— TASK TO CARRY OUT —
Beginning with the line containing "the dog's shadow." and ending with the last line, repeat the records exactly.

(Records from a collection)
+===+
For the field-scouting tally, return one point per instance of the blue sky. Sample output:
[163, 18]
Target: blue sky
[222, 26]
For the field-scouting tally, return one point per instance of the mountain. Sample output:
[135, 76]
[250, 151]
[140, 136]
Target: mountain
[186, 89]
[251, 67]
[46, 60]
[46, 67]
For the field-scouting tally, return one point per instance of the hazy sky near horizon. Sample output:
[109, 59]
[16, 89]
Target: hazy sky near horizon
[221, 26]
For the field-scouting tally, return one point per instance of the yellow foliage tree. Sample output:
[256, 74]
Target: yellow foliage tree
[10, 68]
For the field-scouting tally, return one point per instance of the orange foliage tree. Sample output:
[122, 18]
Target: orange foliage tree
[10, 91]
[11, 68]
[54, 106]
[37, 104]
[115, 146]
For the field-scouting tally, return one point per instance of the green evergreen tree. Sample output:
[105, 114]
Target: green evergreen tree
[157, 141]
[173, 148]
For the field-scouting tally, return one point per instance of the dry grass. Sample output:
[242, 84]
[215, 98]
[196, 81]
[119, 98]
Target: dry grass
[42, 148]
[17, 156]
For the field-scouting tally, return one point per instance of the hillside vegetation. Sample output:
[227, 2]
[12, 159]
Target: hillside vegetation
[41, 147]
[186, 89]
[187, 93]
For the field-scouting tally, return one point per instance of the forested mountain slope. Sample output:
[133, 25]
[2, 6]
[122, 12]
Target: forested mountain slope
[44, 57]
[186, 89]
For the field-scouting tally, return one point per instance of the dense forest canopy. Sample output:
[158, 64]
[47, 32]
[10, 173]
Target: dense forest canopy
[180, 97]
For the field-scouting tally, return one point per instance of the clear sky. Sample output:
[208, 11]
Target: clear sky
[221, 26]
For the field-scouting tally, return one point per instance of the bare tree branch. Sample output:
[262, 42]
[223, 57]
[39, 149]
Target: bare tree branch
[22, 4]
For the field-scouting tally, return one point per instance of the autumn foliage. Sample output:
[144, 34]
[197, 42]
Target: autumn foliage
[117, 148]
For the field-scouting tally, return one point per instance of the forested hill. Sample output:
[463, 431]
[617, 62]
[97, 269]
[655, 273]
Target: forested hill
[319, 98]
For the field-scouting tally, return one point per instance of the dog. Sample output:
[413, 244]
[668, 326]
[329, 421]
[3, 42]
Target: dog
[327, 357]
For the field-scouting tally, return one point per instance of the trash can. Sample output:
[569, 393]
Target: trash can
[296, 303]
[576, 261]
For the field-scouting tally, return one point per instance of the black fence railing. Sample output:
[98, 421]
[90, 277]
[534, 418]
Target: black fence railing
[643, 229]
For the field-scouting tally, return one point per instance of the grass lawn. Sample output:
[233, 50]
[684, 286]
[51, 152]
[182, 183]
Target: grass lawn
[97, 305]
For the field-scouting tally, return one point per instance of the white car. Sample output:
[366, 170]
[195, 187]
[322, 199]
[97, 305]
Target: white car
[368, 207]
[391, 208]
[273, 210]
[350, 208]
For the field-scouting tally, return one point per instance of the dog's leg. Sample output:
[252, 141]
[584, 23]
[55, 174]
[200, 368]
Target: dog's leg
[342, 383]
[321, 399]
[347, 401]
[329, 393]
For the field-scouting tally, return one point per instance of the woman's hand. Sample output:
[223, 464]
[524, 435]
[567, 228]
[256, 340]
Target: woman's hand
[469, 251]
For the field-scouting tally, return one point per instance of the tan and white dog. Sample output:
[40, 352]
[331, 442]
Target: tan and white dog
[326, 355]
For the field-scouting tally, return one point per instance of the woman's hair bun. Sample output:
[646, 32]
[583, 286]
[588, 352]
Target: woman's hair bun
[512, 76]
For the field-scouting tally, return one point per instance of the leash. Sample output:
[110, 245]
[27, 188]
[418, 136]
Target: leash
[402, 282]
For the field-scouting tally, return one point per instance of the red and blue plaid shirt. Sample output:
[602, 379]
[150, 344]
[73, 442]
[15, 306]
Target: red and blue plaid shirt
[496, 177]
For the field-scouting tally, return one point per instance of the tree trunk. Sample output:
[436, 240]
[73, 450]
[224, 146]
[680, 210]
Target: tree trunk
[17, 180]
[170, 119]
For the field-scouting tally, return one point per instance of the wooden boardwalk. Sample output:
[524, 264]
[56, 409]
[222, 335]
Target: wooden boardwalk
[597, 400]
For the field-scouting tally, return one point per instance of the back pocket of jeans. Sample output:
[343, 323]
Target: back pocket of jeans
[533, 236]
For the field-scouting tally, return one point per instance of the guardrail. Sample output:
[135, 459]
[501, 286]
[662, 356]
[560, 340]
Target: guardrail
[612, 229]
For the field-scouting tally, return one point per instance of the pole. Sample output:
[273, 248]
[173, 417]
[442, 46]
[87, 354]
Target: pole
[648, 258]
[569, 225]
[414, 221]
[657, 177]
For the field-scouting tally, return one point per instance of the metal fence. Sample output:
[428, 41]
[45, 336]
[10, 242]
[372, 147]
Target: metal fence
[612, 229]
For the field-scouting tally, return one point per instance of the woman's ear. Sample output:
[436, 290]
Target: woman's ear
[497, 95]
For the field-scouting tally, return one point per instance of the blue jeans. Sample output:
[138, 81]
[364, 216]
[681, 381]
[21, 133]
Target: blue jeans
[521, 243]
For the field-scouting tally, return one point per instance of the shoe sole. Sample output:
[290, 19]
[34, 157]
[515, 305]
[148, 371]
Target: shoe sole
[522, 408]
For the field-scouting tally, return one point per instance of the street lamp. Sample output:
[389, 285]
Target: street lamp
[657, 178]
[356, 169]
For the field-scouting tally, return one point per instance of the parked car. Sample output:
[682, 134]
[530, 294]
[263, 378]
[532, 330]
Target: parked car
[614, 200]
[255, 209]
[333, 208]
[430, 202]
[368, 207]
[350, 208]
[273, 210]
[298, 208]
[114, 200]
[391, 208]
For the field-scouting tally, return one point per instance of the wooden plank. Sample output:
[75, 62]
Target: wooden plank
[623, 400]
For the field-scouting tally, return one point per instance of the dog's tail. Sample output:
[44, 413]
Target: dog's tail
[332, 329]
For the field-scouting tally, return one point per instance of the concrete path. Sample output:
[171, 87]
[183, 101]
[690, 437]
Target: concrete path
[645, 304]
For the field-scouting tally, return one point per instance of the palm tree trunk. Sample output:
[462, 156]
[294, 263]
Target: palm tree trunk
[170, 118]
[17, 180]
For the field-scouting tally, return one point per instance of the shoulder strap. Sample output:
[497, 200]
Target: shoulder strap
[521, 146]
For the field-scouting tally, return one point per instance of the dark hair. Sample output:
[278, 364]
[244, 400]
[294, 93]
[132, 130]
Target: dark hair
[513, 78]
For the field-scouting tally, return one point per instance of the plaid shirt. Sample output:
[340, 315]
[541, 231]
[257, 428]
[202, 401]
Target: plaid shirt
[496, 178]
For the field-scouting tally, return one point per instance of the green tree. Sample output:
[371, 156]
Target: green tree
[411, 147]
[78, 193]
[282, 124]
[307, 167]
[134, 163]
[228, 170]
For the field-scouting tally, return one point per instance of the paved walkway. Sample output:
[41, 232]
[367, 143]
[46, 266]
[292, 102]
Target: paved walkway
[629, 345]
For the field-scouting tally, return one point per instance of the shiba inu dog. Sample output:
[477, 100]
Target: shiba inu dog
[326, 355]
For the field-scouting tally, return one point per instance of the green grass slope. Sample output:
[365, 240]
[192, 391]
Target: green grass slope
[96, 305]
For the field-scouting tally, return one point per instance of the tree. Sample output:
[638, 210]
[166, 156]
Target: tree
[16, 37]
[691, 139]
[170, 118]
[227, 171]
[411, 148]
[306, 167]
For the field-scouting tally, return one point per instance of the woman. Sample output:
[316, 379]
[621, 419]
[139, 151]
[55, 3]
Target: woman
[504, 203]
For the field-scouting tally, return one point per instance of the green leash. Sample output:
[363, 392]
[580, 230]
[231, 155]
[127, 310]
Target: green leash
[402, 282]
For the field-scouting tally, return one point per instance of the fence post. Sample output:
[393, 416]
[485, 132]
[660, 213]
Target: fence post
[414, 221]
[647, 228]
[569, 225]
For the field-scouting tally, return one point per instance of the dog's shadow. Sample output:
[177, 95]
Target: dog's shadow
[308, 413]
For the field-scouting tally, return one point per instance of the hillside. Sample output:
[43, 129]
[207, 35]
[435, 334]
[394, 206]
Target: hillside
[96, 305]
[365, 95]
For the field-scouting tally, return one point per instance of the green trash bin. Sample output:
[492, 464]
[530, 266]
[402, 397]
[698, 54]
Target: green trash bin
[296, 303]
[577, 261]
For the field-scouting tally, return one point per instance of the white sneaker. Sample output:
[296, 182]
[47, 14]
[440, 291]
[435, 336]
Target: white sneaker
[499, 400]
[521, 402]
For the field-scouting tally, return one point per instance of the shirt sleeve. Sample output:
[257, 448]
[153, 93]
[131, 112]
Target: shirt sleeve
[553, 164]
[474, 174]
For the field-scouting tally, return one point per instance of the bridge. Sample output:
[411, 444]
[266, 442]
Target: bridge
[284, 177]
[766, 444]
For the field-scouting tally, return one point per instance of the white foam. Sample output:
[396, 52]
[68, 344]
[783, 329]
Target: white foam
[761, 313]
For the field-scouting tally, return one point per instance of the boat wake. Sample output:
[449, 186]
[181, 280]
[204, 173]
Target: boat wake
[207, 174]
+===+
— RESPONSE FOR THIS EXERCISE —
For the field-scouting tally, return one point per instance of the dog's shadow. Sample output:
[177, 95]
Target: dog's shadow
[308, 413]
For the field-scouting tally, return one point per instance of the hillside. Sample output:
[43, 129]
[207, 35]
[435, 334]
[394, 206]
Target: hillside
[96, 305]
[365, 95]
For the field-scouting tally, return one point per instance of the green trash bin. Sample output:
[492, 464]
[530, 266]
[402, 397]
[698, 54]
Target: green trash bin
[296, 303]
[577, 261]
For the field-scouting tally, return one point per instance of the white sneaker. Sample output:
[296, 182]
[47, 14]
[440, 291]
[435, 336]
Target: white sneaker
[499, 400]
[521, 402]
For the field-scouting tally, return one point per instance of the shirt sleeve. Sample output:
[257, 448]
[153, 93]
[131, 112]
Target: shirt sleeve
[553, 164]
[474, 174]
For the field-scouting tally, return one point per instance of the bridge. Sample output:
[411, 444]
[266, 442]
Target: bridge
[284, 177]
[766, 444]
For the field-scouting tally, return one point per instance of the white foam. Sample output:
[396, 52]
[68, 344]
[783, 329]
Target: white foam
[761, 313]
For the field-scouting tally, return one point per instance of the boat wake. Sample output:
[449, 186]
[181, 280]
[204, 173]
Target: boat wake
[207, 174]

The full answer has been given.